-- Set tasks --
1) Please repeat the stretch of the Gan cube pricing thread below from "Additionally we need" through "cost of a cube.".
2) In the Gan cube pricing thread, what currency does the post dated May 4, 2021 state all its prices in?
3) List every username that appears as a post header in the Gan cube pricing thread.

As relates to this discussion, I think it’s fair to say that Gan cubes are similar. Maybe too similar to be sold as separate models, maybe not. The company doesn’t think so. Personally, I think as long as there is a difference in design, it works to sell them as different models. How much difference should there be? That’s up to the market to decide.

And the price? Business-wise, as much as the market will bear. If the market will bear $60 for a cube with minimum difference from the last model, so be it. But if we (the market) will only bear $30 for a cube with minimal differences in design, Gan will have to acknowledge that if they want to stay open. Ultimately, it’s up to us to decide how much is too much for a Gan cube.


----------



## Cheersbigears (Sep 29, 2020)

Price isnt always just what people will pay. It has to ensure a profit for GAN. Bear in mind its not only the cheap plastic and magnets. Gan also have to cover research and development which they seem to do more than others, say with customisation and the 356i. 

Admittedly this should only make them slightly More expensive than the competition as they also need research and development.

After research and development, Gan make decisions on which ideas go forward. They seem to be the brand who are least price driven in these decisions, they regularly bring out complicated cubes with new components, that other brands might leave on the drawing board to ensure they can hit a price point. None of these decisions necessary mean Gans R and D is better, just that the way the make decisions means their cubes are likely to be more expensive.

Additionally we need to consider marketing. Gan seem to spend significantly more sponsoring cubers, competitions, you tubers etc etc. All that costs money and the only way they can do that is by including it in the cost of a cube. 

Its a pretty standard business model. And it might make you feel better (or worse!) to know that buying a gan cube is also supporting people they support like Max and Feliks, and the events they support, like the world cups.

This also means alot of what you pay isn't going into increasing the quality of the cube you're buying!


----------



## brododragon (Oct 1, 2020)

Cheersbigears said:


> Price isnt always just what people will pay. It has to ensure a profit for GAN. Bear in mind its not only the cheap plastic and magnets. Gan also have to cover research and development which they seem to do more than others, say with customisation and the 356i.
> 
> Admittedly this should only make them slightly More expensive than the competition as they also need research and development.
> 
> ...


I think the real problem _is_ the buisness model. They put a lot of bells and whistles most people aren't going to use to the fill potential.


----------



## BenChristman1 (May 4, 2021)

A few month bump, but I wanted to add this. A couple things that I want to say before I start:

- All prices stated here are in USD.

-- Data lines --
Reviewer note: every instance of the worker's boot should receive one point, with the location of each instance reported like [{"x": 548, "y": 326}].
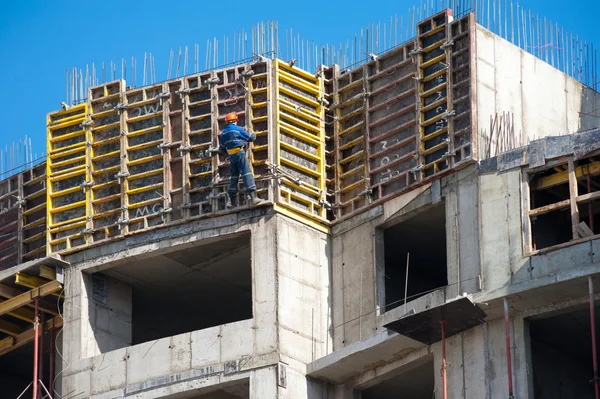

-- Exercise solutions --
1)
Additionally we need to consider marketing. Gan seem to spend significantly more sponsoring cubers, competitions, you tubers etc etc. All that costs money and the only way they can do that is by including it in the cost of a cube.

2) USD

3) Cheersbigears, brododragon, BenChristman1